WHAT THE TASK REQUIRES: The answer is to contain only the line containing "at the cypress" and the lines after it through the last one, each reproduced exactly as it appears below.

---- RECORDED INFORMATION

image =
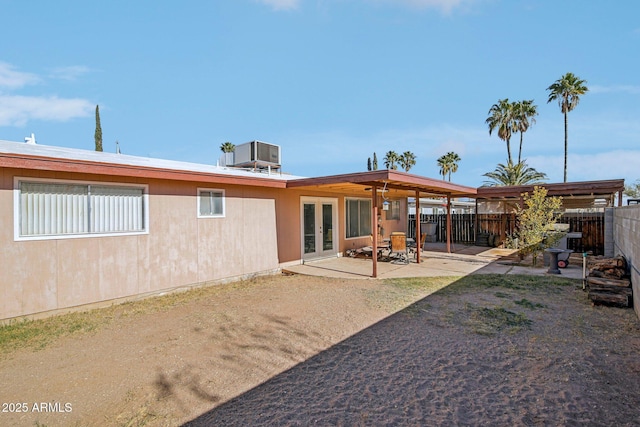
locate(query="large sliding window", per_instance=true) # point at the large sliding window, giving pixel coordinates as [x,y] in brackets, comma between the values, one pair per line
[73,209]
[358,217]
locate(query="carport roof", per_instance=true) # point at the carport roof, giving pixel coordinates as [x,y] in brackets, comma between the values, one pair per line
[584,191]
[398,183]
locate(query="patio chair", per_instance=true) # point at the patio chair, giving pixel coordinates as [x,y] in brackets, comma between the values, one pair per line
[415,248]
[399,247]
[382,246]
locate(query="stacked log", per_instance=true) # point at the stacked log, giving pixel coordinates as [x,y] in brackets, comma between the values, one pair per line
[608,281]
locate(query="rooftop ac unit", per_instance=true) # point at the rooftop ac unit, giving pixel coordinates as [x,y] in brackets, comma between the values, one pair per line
[257,154]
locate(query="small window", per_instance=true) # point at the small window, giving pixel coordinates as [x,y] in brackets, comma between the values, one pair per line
[210,203]
[358,217]
[394,210]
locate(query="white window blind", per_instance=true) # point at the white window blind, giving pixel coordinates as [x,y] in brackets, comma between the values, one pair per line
[358,217]
[48,209]
[211,203]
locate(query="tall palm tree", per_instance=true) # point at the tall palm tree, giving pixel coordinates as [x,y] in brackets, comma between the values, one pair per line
[407,160]
[227,147]
[524,116]
[390,160]
[501,118]
[443,164]
[567,90]
[448,164]
[510,174]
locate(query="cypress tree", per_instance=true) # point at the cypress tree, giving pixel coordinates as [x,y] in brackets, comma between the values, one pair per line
[98,134]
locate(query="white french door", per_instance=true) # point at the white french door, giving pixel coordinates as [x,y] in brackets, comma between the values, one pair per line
[319,227]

--------

RESULT OF THE EXERCISE:
locate(query="cypress tree", per_instance=true) # point at the cypress tree, giving pixel coordinates as [x,y] in brackets, comma between the values, one pair per line
[98,134]
locate(query="white french door", per_instance=true) # point at the white french door, giving pixel coordinates as [x,y] in brackets, comma between the values, one pair per line
[319,227]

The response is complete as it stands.